From the line with "Practice step: locate the clump" down to the final line of the records below, retype everything exactly and leave out the rest.
______
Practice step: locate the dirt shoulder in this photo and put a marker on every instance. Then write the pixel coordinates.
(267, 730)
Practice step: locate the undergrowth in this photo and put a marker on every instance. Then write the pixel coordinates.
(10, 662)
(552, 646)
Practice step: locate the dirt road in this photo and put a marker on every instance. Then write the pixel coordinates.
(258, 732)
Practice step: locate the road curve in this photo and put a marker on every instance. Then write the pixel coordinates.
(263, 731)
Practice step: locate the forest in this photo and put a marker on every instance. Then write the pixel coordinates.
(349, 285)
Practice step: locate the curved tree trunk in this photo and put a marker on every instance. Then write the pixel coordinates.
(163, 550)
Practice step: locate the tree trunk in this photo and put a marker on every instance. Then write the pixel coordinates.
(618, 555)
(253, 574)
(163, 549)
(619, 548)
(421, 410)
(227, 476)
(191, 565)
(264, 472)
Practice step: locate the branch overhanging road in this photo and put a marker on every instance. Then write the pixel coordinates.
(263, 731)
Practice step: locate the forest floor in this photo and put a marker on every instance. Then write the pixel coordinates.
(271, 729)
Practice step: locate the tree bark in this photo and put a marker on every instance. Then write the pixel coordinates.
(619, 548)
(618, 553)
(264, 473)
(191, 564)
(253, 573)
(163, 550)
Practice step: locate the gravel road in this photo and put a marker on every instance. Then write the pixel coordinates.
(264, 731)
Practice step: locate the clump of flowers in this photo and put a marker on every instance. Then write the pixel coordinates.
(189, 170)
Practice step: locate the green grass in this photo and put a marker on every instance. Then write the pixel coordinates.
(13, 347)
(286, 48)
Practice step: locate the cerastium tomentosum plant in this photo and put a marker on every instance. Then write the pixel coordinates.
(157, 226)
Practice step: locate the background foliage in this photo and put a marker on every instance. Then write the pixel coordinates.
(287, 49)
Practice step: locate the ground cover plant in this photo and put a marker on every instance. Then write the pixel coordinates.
______
=== RESPONSE TO THIS EXERCISE ===
Practice step: locate the clump of flowers in this photo and put a marker on every instance. Then write the pixel coordinates.
(189, 170)
Practice step: locate the green grass in this photo and put a marker on every instance. Then write the pixel coordinates.
(13, 347)
(286, 48)
Practice step: locate the cerastium tomentosum plant in this photo and put a marker on every instance. Then write the pixel coordinates.
(157, 226)
Practice step: locate the background foliage in this photo and put a marker on every instance. Then write the pixel coordinates.
(287, 49)
Practice step: locate the ground cover plant in this photo and put a marker on every instance. Then write the pixel coordinates.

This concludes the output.